**Text to read**
[start]

Skip to main content
Participating Frequently
December 5, 2022
Question

Issue with parsing Large PDFs, and conveting JSON to consistently applied html

  • December 5, 2022
  • 1 reply
  • 2083 views

I'm having issue converting a large PDF, 100+ pages, with images and complex tables (attached PDF and converted html)

 

Some paragraphs lead with numbers and they are being assigned in separate divs, and are overlapping the paragraphbtext they are assigned to.

 

There are also large white spaces where headers/footer/page breaks are

 

Any help appreciated

This topic has been closed for replies.

1 reply

Participating Frequently
December 5, 2022
Joel Geraci
Community Expert
Community Expert
December 5, 2022

I don't think the structuredData.json belongs with that PDF. The JSON contains a document title "SUMMARY OF PRODUCT CHARACTERISTICS" that does not appear in the document.

Participating Frequently
December 6, 2022

Hi Joel,

 

No, it is the correct JSON, the 'Summary of Product Charecteristics' is just a document name and type of document, not necessarily whats contained in the doc itself

Any help appreciated. It is a very complex document, but it is our best test case. We would be converting 2000+ documents per month, and we need 100% accuracy, as it is a regulated space.

 

Thnaks,

Mark

[end]

Point labeling records:

[start]

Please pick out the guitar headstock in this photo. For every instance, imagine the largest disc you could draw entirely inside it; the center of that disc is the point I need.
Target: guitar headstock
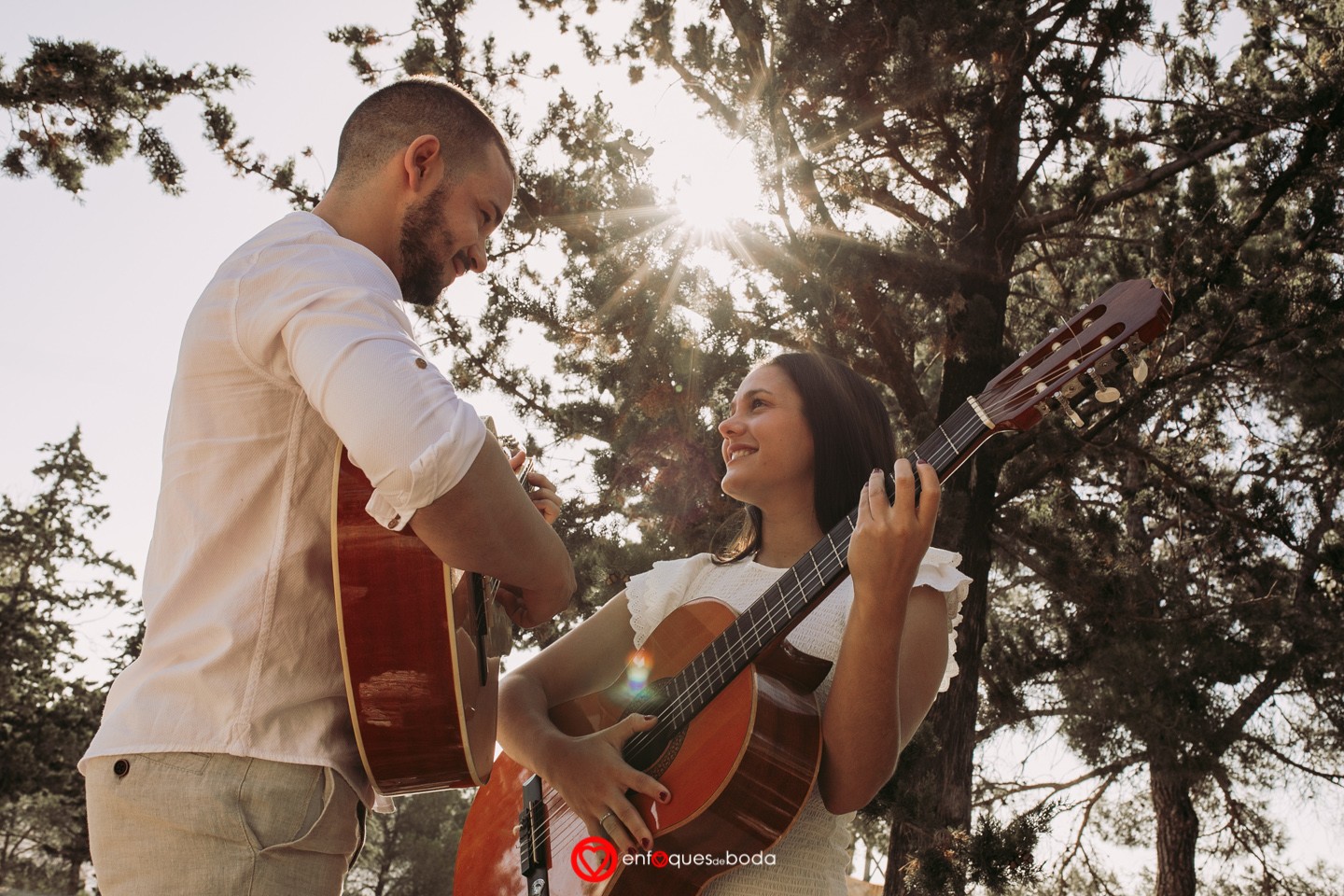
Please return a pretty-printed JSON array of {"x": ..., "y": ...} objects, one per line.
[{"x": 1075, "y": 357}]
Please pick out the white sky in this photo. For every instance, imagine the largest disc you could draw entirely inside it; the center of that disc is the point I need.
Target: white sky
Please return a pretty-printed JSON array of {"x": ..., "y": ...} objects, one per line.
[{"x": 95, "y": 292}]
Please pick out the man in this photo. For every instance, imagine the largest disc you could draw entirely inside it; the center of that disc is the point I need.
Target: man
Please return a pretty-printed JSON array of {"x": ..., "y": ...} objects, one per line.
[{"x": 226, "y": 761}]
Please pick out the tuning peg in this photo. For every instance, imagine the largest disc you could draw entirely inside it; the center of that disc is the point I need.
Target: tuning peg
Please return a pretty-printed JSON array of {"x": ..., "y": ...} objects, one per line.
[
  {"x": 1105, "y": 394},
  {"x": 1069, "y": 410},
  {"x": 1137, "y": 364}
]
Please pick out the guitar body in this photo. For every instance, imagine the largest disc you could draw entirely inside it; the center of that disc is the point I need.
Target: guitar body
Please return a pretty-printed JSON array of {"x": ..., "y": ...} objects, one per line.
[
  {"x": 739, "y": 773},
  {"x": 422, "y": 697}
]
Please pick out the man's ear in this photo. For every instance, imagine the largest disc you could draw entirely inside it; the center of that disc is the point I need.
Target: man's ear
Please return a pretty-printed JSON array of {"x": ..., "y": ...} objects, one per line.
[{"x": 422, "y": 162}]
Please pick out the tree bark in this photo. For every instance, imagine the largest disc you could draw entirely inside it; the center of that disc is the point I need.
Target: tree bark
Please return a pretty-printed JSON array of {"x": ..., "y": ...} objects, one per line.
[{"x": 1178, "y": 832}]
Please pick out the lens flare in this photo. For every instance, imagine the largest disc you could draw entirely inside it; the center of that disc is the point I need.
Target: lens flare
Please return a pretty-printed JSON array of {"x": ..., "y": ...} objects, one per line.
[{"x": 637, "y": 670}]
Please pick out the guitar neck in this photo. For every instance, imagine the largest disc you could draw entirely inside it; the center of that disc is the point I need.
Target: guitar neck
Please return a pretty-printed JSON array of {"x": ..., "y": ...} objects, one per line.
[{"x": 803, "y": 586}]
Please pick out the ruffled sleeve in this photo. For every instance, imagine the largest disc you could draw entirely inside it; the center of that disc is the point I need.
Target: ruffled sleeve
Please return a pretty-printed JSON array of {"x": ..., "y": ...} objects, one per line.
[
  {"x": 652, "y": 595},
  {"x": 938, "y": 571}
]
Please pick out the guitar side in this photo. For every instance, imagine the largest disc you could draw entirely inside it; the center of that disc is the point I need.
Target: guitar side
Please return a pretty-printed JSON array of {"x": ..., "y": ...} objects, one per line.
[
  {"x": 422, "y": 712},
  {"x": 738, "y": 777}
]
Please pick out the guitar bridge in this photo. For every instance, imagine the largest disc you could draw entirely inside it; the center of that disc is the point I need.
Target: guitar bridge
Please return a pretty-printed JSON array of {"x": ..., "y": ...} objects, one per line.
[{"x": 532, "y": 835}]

[end]
[start]

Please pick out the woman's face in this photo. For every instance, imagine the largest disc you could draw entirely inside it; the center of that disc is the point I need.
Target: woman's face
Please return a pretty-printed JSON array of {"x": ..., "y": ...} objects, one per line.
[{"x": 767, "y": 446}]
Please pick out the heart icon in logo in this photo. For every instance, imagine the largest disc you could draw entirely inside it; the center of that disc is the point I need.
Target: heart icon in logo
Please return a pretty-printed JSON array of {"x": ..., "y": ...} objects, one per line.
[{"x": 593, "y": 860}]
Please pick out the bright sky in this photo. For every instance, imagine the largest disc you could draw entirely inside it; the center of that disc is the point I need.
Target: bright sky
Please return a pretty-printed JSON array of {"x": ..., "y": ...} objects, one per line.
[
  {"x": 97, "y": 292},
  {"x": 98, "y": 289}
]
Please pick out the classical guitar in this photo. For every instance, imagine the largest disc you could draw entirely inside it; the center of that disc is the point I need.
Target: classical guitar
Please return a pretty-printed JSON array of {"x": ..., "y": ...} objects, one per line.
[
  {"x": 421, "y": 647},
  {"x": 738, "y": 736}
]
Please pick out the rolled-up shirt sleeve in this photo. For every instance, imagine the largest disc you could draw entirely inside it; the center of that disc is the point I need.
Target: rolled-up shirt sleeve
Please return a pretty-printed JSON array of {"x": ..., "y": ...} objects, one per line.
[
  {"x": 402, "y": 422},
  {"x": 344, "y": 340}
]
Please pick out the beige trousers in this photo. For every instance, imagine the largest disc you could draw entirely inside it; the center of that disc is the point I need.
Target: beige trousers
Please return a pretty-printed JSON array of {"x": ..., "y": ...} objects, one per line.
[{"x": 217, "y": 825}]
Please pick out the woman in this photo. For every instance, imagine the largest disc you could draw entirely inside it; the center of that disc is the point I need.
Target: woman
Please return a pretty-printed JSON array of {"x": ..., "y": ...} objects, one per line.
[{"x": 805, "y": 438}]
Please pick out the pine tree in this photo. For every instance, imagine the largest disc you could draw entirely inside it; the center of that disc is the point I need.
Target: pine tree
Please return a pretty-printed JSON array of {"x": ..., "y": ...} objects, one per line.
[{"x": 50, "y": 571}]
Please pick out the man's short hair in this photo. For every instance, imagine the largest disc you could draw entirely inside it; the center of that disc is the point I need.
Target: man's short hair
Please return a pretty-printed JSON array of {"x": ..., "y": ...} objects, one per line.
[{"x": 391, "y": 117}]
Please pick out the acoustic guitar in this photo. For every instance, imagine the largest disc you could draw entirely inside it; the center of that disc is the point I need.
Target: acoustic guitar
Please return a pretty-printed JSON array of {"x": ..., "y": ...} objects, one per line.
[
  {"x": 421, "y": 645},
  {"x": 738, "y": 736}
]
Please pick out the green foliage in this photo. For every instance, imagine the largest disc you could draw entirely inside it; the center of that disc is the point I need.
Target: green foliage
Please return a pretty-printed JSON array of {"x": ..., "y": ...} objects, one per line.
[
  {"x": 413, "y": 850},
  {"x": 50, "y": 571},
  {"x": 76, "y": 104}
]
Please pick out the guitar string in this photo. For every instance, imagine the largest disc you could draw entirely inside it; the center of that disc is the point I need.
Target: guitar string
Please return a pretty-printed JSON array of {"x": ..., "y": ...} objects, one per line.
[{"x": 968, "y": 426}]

[end]

**Task brief**
Print everything in the forum thread about converting large PDFs from "I'm having issue" down to "are assigned to.".

**Worked solution**
I'm having issue converting a large PDF, 100+ pages, with images and complex tables (attached PDF and converted html)

 

Some paragraphs lead with numbers and they are being assigned in separate divs, and are overlapping the paragraphbtext they are assigned to.